START Passage to read

For those of us who have been working in the environmental field for some time, it can be easy to become pessimistic about our chances of making lasting positive change.
Especially when our society’s rapacious and apparently endless appetite for the planet’s natural resources has seen the systematic and rapid depletion of a large majority of our ecological systems and yet still shows no signs of changing.
The big environmental challenges of climate change, biodiversity loss, water and energy crises, are the symptoms not the cause of our current environmental conundrum. These are all problems rooted in an economic model which has failed to account for the natural world which underpins our ability to do or make, well, pretty much anything.
Indeed in the face of the growing body of “alarming” environmental news emanating from the science community, it is clear that governments around the world have largely failed to act in their citizenry’s best interests, deferring instead to the demands of vested interests and those who are doing well, largely by doing bad – at least in relation to the environment.
Notwithstanding this, things could be worse, and governments’ ultimately will listen if the community’s voice of opposition is sufficiently loud. To take a recent example it was the huge ground-swell of public opinion against the mining of the conservation estate that forced our current Government to revise its proposition and approach.
In my view the two critical sectors that can best influence the Government to do good are the business and community sectors.
The community can influence the political process by reminding our politicians that there is an actively engaged citizenry that will make a stand on behalf of our environment.

END Passage to read
START Data extract

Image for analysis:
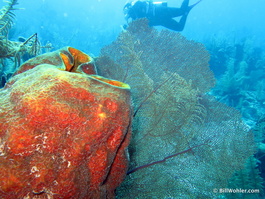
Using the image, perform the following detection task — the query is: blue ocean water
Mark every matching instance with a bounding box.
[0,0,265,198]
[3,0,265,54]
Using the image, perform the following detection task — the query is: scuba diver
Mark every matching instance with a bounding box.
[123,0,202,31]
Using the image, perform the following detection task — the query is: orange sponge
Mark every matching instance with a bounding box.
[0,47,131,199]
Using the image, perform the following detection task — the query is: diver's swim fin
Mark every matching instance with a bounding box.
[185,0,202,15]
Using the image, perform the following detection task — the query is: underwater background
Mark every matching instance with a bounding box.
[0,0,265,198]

END Data extract
START Data extract

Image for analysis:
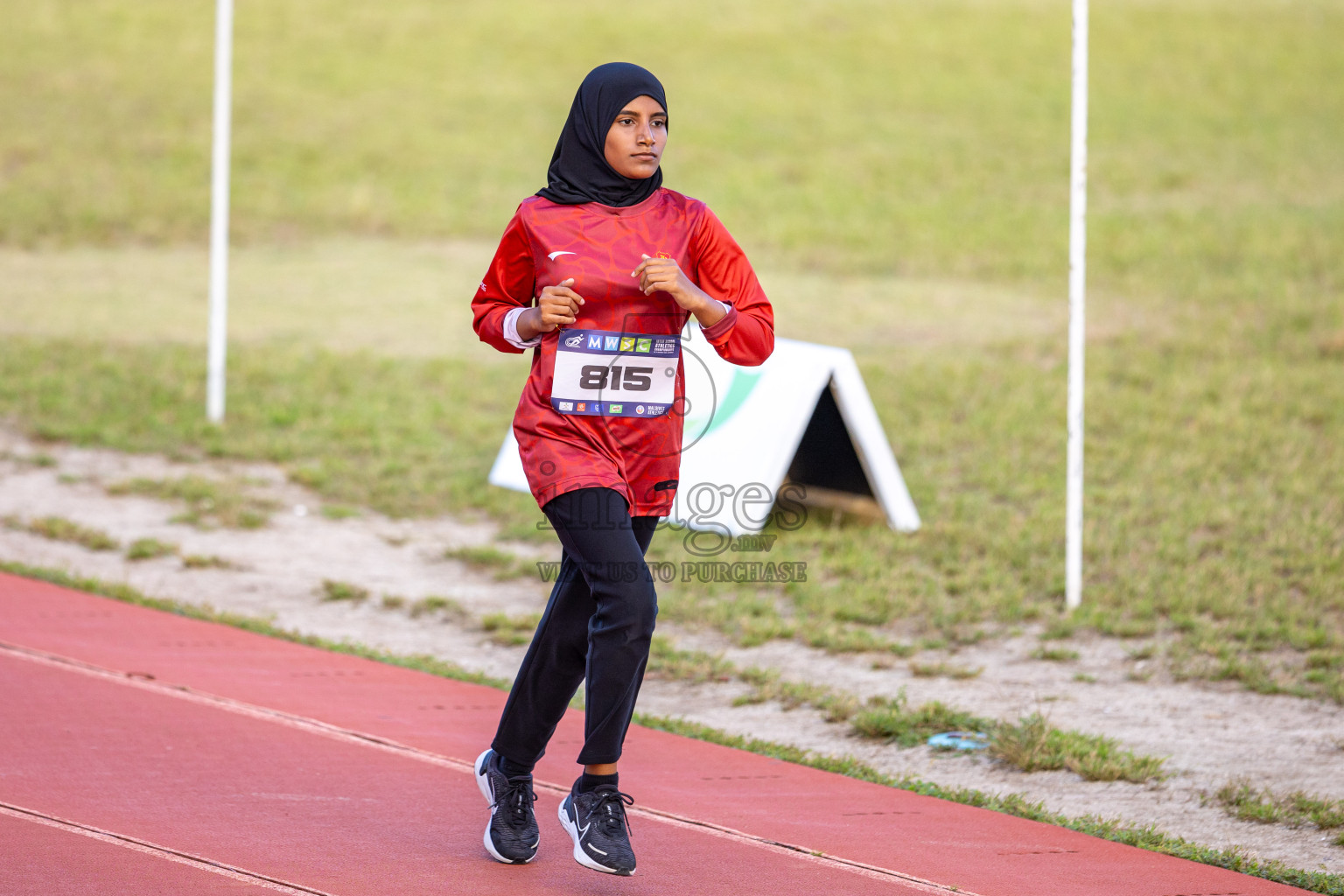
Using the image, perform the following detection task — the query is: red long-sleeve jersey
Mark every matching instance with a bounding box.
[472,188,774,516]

END Data extract
START Data extract

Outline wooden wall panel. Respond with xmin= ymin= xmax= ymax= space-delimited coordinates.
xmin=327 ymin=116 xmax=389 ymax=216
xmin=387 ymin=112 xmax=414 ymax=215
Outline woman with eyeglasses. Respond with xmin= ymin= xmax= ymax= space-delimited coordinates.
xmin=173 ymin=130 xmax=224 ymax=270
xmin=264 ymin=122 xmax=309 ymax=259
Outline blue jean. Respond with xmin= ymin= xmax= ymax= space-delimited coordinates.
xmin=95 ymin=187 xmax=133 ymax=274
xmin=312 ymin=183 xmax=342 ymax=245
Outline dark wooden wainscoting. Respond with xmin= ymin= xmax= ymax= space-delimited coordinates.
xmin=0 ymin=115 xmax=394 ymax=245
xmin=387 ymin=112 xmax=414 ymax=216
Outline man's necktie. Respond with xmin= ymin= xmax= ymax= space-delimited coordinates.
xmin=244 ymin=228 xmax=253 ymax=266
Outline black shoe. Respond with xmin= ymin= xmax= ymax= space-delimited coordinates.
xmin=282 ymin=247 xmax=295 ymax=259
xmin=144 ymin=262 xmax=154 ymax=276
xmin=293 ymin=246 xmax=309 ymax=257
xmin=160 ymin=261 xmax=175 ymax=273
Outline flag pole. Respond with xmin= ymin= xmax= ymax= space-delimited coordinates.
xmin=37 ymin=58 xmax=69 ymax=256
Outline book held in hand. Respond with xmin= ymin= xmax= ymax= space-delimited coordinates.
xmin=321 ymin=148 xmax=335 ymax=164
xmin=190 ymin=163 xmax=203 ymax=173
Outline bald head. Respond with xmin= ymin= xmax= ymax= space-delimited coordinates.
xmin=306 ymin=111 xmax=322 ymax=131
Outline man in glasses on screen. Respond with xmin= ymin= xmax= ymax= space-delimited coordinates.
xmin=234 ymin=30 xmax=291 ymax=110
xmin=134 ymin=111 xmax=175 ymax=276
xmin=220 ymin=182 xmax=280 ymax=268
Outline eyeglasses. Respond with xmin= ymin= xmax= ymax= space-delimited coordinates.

END Data extract

**What is being asked:**
Answer these questions about the passage on environmental change.
(a) According to the passage, what are the big environmental challenges rooted in?
(b) Against what did public opinion force the current Government to revise its proposition?
(c) Which two sectors does the writer name as best able to influence the Government?

**Final answer:**
(a) An economic model that has failed to account for the natural world.
(b) The mining of the conservation estate.
(c) The business and community sectors.